§ Extrait du texte
§ §
Critiques contestables car, en l’occurrence, il ne s’agit pas vraiment de planification. Les thèmes retenus visent d’abord à stimuler l’innovation et de nouvelles activités industrielles. Or, de nombreux travaux ont montré qu’une politique d’innovation – qu’elle soit publique ou privée – ne peut réussir que si sa conception, son pilotage et son évaluation s’éloignent clairement d’une logique planificatrice (Philippe Lefebvre, chercheur enseignant à l’Ecole nationale supérieure des mines de Paris : « Organizing deliberate innovation in knowledge clusters : from accidental brokering to purposeful brokering processes » [Organiser l’innovation dans les écosystèmes : au-delà de l’émergence accidentelle, un pilotage des interactions créatrices], International Journal of Technology Management, vol. 63, n° 3/4, 2013).

LARGE PART D’INCONNU
Car, qu’est-ce qu’un « plan » ? Pour guider l’action future, chacun construit des représentations. On « planifie » nos vacances, la route à prendre ou la perte de quelques kilos. Reste que, tout en concédant des incertitudes, un plan suppose que le but, les moyens et les partenaires soient suffisamment connus. On peut, à la limite, penser que moyens et partenaires seront choisis « chemin faisant ». Mais il faut au moins préciser le but à atteindre. La politique agricole, la politique de télécommunications ou la politique du logement se construisent comme des plans dont l’objectif est clairement affiché : par exemple, un niveau chiffré de production ou d’équipement du pays.
Il n’en va plus ainsi pour un authentique programme d’innovation. On doit admettre que le but qu’il poursuit présente nécessairement une large part d’inconnu. Il n’est plus possible de spécifier par avance les trajectoires et les résultats les plus intéressants du projet.
Paradoxalement, cet inconnu ne retire rien à la valeur mobilisatrice d’un concept innovant. Qui ne souhaiterait une « voiture pour tous consommant moins de 2 litres aux 100 km » ? Mais force est de reconnaître que l’on ne sait pas comment cette valeur sera concrétisée en techniques et produits efficaces : s’agit-il de petites voitures urbaines ? De systèmes intelligents de conduite ? De nouveaux types de véhicules ou de carburants ? De même ignore-t-on si de nouvelles entreprises ou de nouveaux marchés naîtront dans l’aventure.
L’histoire confirme abondamment la rationalité surprenante des grands programmes d’innovation. En 1854, l’Autriche lance le concours du col du Semmering pour la conception de la première locomotive destinée à un chemin de fer de montagne. De nombreuses solutions furent proposées, mais aucune ne put aboutir. En revanche, les grands bénéficiaires des innovations du Semmering furent… les nouvelles locomotives de plaine !
§ §
Enregistrements d'un jeu de données
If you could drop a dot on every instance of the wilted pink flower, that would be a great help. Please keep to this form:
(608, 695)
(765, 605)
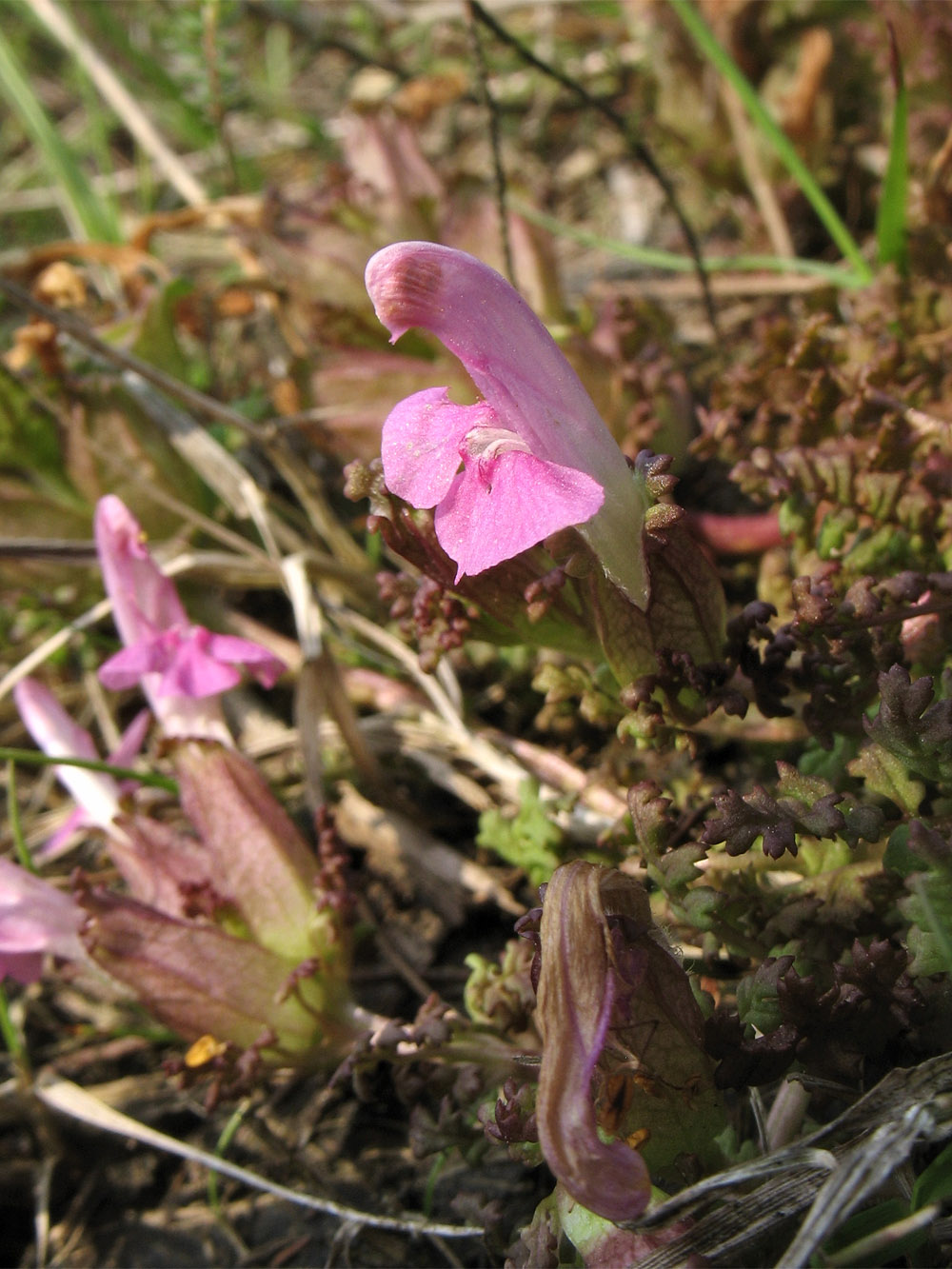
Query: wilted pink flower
(178, 664)
(623, 1054)
(36, 921)
(95, 792)
(577, 995)
(536, 456)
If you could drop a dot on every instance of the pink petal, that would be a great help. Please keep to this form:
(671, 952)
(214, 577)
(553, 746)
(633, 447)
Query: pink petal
(131, 740)
(421, 445)
(194, 673)
(128, 666)
(60, 736)
(525, 378)
(34, 919)
(512, 358)
(255, 659)
(26, 967)
(144, 599)
(505, 506)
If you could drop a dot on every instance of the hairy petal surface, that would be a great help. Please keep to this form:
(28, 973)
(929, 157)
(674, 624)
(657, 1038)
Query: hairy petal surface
(497, 507)
(526, 381)
(421, 445)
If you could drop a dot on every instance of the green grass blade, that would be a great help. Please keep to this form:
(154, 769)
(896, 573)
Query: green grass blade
(90, 214)
(891, 245)
(768, 127)
(34, 758)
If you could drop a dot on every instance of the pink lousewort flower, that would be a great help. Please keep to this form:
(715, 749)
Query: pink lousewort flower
(179, 665)
(36, 921)
(536, 456)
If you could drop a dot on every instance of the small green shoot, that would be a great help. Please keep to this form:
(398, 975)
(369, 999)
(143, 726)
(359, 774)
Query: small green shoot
(891, 243)
(528, 839)
(13, 803)
(221, 1146)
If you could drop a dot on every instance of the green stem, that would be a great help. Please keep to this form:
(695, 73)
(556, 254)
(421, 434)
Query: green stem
(33, 758)
(13, 803)
(11, 1037)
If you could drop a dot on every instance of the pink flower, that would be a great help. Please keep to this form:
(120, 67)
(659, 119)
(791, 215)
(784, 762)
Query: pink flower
(95, 792)
(536, 456)
(178, 664)
(36, 921)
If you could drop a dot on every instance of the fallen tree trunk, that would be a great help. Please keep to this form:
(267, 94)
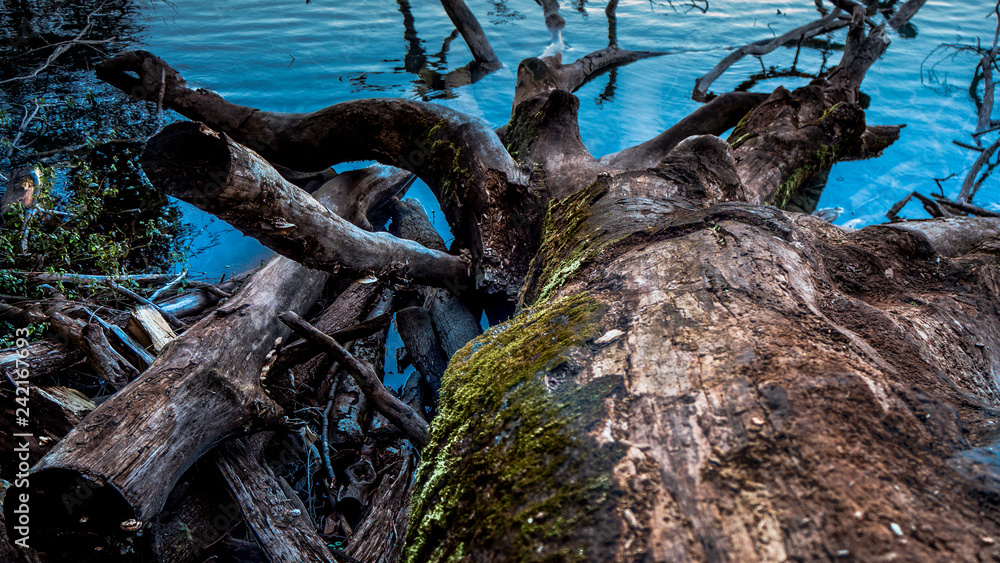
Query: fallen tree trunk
(119, 465)
(224, 178)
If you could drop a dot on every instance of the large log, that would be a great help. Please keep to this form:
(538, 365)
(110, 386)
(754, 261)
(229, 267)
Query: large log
(118, 466)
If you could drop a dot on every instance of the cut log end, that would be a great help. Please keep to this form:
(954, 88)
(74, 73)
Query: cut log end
(187, 160)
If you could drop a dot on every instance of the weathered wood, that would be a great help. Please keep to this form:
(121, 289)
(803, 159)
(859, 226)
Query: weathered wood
(382, 400)
(47, 357)
(281, 529)
(20, 189)
(453, 323)
(471, 31)
(379, 538)
(122, 463)
(236, 184)
(826, 24)
(416, 329)
(714, 118)
(53, 411)
(149, 328)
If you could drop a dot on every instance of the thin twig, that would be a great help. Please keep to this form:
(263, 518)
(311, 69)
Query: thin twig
(177, 323)
(397, 412)
(170, 286)
(62, 48)
(965, 195)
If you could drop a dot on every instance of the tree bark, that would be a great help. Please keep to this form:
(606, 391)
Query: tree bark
(691, 375)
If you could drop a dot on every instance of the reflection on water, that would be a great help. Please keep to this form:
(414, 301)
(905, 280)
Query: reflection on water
(94, 211)
(300, 57)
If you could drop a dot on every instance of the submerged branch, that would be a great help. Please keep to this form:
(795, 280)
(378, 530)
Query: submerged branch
(471, 31)
(190, 161)
(828, 23)
(396, 411)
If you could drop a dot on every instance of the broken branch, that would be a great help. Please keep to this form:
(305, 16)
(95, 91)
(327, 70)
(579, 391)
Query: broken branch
(396, 411)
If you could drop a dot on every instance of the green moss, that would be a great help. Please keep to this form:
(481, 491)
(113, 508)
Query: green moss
(817, 160)
(505, 465)
(569, 240)
(739, 134)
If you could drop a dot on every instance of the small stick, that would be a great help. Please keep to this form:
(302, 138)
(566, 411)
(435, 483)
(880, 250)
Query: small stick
(396, 411)
(169, 287)
(170, 318)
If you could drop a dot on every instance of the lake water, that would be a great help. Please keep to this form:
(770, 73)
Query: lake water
(295, 56)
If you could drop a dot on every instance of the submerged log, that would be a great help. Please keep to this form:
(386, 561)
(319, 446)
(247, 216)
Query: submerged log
(119, 465)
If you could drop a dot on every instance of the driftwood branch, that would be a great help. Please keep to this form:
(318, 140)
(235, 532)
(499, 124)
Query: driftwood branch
(905, 13)
(715, 118)
(280, 528)
(122, 462)
(471, 31)
(970, 183)
(397, 412)
(826, 24)
(209, 170)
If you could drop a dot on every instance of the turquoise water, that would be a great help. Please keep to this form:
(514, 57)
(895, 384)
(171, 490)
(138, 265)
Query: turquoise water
(293, 56)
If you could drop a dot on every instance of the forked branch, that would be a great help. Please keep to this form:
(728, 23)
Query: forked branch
(190, 161)
(398, 412)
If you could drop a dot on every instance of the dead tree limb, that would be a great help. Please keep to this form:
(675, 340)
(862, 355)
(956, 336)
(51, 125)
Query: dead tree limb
(791, 136)
(471, 31)
(400, 414)
(120, 464)
(905, 13)
(190, 161)
(714, 118)
(970, 184)
(280, 528)
(826, 24)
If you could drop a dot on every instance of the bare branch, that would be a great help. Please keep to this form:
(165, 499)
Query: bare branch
(192, 162)
(965, 196)
(539, 75)
(905, 13)
(471, 31)
(398, 412)
(826, 24)
(714, 118)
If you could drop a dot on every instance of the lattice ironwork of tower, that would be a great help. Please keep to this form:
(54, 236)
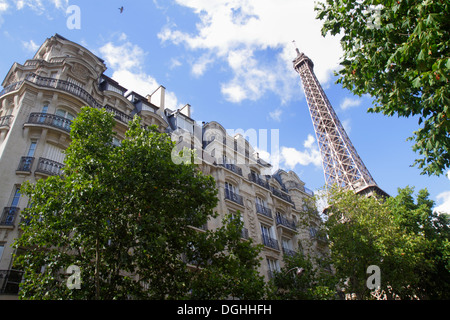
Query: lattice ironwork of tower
(341, 163)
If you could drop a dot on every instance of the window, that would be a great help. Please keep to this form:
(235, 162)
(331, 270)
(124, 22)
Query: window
(273, 265)
(66, 119)
(75, 82)
(32, 148)
(260, 202)
(16, 197)
(231, 189)
(286, 244)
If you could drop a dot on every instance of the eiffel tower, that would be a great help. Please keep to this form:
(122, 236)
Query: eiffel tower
(342, 165)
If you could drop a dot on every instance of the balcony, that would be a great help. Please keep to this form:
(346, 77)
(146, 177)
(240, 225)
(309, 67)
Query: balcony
(263, 210)
(49, 120)
(65, 86)
(281, 194)
(288, 252)
(258, 181)
(234, 197)
(232, 167)
(270, 242)
(68, 87)
(244, 233)
(49, 167)
(8, 216)
(5, 122)
(285, 222)
(25, 165)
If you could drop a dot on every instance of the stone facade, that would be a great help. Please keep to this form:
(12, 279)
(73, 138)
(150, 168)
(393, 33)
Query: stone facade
(43, 95)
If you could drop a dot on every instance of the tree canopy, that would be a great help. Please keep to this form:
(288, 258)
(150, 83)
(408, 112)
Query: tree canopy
(404, 237)
(130, 220)
(398, 51)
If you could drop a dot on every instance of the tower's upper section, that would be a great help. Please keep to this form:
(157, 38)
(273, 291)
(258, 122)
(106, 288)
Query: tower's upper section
(341, 163)
(301, 60)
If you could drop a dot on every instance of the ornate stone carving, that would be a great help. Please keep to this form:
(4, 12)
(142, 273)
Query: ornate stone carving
(79, 71)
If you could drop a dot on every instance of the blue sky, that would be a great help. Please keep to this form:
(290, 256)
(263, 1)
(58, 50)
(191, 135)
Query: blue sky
(232, 62)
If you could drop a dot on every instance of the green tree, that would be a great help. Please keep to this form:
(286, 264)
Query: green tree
(398, 51)
(129, 218)
(303, 278)
(419, 218)
(390, 234)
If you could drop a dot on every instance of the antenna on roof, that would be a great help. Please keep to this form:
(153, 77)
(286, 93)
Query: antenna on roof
(295, 46)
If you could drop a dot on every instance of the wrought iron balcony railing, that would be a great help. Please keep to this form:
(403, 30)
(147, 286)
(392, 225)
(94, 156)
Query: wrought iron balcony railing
(270, 242)
(234, 197)
(263, 210)
(232, 167)
(8, 216)
(283, 221)
(281, 194)
(288, 252)
(5, 121)
(68, 87)
(244, 233)
(49, 167)
(51, 120)
(258, 181)
(25, 164)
§ §
§ Exercices
1 - D'après le texte sur l'innovation, qui furent les grands bénéficiaires des innovations du Semmering ?
2 - Recopiez le passage du texte sur l'innovation qui commence par « L’histoire confirme abondamment » et s'arrête après « de plaine ! », en substituant « 1864 » à « 1854 ».
Les enregistrements n'ont aucun rôle ici.

§ Réponses numérotées
1 - Les nouvelles locomotives de plaine.

2 -
L’histoire confirme abondamment la rationalité surprenante des grands programmes d’innovation. En 1864, l’Autriche lance le concours du col du Semmering pour la conception de la première locomotive destinée à un chemin de fer de montagne. De nombreuses solutions furent proposées, mais aucune ne put aboutir. En revanche, les grands bénéficiaires des innovations du Semmering furent… les nouvelles locomotives de plaine !